## [READING TEXT]
Here are the honorees from Connecticut, Delaware and Florida:
Washington Supply Co.
Washington Depot, Conn.
Visitors to Washington Supply Co. can monitor the operation’s energy generation and consumption in real time using a 32-in. touchscreen display in the front of the store. Or they can watch the building’s solar photovoltaic system do its thing by clicking a link on the retailer’s website. The $50,000 investment, now 2 years old, generates about one-third of the home center’s energy needs. But the PV system has also drawn visiting dignitaries, eco-tourists and customers interested in buying installed solar panels. It’s positioned Washington Supply as the place to go for green products and building materials in western Connecticut.
Best Ace Hardware
Best Ace hardware has grown from its general store roots to a chain of five Delaware hardware stores with strong niches in lawn and garden and wild bird. So strong, in fact, that the stores offer their own custom-mixed bird seed, Tom Best’s Choice. An emergency roof repair project in 2010 forced the company to rethink its design. “The silver lining was we tried some new things, and we’ve enjoyed success,” said Andrew Best, great-grandson of the founder.
When owner Bill Pastermack first brought fishing equipment into his store on Florida’s space coast, the idea was to take advantage of wholesale pricing for his own excursions. His passion for fishing has helped create a destination niche for sportsmen as far away as Orlando. Fishing for niches such as pet, paint and even sunglasses is a passion for Ace Hardware of Titusville. The latest: a standalone surf shop called Go Native.

## [AVAILABLE DATA]

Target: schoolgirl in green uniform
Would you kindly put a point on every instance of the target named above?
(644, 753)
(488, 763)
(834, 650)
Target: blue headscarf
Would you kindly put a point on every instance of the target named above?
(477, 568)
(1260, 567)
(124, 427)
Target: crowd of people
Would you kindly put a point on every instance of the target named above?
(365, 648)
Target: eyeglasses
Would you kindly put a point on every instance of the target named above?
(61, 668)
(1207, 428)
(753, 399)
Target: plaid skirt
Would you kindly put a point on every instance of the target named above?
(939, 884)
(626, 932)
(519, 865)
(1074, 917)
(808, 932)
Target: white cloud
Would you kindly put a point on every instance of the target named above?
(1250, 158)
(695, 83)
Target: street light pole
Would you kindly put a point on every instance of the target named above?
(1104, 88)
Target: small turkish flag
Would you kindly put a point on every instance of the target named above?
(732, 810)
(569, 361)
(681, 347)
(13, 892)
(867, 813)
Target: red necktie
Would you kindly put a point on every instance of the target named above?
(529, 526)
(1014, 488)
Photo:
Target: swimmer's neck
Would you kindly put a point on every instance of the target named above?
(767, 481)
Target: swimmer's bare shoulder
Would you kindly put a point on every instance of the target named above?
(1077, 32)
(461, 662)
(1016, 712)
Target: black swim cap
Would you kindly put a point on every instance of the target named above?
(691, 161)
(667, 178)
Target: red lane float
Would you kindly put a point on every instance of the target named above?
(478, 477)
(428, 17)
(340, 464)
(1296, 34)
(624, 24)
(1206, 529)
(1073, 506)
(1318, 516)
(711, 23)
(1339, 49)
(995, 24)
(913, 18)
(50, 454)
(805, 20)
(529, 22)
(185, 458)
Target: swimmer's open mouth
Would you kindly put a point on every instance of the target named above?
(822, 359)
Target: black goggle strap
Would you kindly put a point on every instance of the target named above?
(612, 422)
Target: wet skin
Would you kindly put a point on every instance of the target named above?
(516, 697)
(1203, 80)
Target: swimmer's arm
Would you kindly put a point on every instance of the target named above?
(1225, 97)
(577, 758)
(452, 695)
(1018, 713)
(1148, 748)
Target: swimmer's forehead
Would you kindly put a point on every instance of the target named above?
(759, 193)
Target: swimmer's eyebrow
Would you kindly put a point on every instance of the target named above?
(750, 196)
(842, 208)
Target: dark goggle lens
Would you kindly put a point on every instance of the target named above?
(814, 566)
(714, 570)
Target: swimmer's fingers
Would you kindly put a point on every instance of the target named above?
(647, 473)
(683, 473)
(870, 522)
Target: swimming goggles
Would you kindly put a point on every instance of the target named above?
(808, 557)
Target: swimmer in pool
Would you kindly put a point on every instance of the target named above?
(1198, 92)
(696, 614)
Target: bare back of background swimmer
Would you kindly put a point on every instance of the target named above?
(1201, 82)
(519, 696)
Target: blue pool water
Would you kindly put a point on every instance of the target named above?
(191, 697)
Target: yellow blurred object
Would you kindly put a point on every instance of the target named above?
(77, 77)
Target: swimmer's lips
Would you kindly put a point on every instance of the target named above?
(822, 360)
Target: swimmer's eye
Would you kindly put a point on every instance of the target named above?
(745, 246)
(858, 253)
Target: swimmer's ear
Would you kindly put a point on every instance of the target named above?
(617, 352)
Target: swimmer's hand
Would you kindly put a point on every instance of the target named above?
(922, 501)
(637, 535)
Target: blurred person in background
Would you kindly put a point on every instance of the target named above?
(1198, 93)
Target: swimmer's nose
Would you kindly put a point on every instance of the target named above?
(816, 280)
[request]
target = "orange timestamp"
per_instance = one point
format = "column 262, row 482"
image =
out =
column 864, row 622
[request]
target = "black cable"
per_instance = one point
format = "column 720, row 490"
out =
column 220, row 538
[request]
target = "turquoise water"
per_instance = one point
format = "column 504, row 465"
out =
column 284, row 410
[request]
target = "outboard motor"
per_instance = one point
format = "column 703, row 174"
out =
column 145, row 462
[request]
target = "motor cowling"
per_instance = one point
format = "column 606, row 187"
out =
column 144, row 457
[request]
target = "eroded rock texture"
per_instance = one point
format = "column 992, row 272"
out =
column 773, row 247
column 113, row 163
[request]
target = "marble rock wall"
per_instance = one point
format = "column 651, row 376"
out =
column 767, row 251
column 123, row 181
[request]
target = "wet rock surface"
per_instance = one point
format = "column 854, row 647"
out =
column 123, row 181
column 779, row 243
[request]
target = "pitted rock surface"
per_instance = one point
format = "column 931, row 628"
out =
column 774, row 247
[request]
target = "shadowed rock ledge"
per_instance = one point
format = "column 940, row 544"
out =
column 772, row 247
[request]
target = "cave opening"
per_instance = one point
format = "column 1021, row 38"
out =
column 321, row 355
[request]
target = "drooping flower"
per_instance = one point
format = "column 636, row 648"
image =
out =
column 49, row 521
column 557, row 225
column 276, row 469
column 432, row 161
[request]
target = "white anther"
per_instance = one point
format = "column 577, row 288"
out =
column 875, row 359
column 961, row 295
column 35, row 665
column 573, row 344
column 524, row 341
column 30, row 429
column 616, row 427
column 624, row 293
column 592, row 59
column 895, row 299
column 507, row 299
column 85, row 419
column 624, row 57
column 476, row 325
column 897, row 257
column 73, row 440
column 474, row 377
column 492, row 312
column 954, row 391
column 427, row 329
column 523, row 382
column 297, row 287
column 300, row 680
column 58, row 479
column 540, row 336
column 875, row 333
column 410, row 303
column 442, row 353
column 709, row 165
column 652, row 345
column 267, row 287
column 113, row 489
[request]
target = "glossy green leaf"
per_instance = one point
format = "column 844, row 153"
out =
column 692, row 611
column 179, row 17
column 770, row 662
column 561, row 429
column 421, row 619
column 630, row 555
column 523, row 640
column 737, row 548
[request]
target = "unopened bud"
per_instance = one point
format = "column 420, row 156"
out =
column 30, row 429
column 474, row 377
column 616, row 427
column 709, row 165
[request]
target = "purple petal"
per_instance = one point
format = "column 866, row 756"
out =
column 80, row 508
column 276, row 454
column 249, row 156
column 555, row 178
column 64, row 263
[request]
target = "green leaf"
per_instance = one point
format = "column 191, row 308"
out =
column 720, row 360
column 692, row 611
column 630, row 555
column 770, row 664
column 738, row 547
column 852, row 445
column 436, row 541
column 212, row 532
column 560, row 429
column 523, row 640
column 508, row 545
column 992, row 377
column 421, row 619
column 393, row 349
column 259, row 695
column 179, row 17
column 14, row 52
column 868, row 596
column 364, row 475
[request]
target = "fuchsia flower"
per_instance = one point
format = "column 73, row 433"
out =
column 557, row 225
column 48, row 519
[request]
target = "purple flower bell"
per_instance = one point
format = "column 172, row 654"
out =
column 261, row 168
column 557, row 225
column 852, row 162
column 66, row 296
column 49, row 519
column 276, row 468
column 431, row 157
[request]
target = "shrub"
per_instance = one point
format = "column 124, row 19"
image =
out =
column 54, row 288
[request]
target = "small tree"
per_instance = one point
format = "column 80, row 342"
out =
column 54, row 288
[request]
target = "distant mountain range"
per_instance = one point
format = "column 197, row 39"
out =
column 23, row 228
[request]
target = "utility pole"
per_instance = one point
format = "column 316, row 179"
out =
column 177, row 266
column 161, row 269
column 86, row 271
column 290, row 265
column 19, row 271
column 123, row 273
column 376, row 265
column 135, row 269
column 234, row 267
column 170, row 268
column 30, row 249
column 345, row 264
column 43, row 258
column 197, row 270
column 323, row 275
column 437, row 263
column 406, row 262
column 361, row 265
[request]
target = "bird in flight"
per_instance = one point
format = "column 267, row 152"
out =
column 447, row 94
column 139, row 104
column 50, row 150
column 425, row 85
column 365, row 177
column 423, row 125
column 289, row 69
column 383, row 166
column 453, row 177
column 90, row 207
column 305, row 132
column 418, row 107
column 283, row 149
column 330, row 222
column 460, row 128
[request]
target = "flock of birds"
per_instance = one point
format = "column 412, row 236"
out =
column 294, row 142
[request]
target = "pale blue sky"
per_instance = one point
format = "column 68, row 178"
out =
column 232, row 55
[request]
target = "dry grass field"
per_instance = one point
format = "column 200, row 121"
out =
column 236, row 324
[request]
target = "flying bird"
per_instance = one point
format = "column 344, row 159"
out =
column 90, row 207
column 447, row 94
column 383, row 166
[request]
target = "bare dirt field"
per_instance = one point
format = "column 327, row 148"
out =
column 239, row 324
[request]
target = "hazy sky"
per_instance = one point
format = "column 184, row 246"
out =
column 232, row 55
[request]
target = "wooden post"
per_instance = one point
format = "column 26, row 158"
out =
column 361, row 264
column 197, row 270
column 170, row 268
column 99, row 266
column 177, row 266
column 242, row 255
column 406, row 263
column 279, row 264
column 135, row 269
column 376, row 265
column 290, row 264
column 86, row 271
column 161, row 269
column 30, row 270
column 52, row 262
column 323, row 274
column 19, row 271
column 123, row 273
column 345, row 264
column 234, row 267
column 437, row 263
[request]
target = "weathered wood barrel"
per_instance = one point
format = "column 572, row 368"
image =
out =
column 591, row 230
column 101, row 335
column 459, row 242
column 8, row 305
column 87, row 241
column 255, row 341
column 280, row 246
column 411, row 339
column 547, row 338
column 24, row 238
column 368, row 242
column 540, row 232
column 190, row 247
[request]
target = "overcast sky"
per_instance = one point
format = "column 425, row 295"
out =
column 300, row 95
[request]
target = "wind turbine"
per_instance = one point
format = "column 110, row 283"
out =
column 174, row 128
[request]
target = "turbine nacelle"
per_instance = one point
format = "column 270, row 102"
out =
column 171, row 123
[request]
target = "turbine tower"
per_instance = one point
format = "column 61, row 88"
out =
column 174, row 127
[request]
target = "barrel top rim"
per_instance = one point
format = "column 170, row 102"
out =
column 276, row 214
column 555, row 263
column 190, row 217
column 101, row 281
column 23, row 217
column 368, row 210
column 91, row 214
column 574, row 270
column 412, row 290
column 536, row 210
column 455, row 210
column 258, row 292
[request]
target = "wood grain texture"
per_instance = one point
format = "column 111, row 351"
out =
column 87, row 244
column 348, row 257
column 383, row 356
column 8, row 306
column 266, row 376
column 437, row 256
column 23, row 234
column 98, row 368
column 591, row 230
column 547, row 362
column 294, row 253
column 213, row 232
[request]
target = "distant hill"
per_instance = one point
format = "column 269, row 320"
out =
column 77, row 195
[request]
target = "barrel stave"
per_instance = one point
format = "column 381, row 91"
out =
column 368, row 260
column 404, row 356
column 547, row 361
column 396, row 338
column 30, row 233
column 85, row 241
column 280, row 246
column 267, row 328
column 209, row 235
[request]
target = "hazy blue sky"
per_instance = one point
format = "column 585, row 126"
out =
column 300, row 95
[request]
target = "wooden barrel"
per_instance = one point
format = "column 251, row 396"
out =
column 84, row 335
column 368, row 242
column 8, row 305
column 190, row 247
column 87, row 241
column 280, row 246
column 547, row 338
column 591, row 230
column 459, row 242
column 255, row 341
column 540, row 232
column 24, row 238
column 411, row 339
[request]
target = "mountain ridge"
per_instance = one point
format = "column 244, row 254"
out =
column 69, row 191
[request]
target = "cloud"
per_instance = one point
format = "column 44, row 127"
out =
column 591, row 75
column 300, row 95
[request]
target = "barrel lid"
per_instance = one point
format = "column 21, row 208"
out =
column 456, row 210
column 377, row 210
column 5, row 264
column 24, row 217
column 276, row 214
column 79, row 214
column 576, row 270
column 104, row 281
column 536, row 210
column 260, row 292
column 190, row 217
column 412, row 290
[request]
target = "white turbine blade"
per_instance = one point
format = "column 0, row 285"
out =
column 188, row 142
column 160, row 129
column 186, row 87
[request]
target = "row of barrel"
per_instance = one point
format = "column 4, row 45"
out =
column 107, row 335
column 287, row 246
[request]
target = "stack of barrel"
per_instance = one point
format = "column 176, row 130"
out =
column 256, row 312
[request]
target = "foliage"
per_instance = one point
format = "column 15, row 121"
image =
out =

## [TO DO]
According to the text about the honorees, what portion of Washington Supply Co.'s energy needs does its solar photovoltaic system generate?

## [YOUR RESPONSE]
About one-third of the home center's energy needs.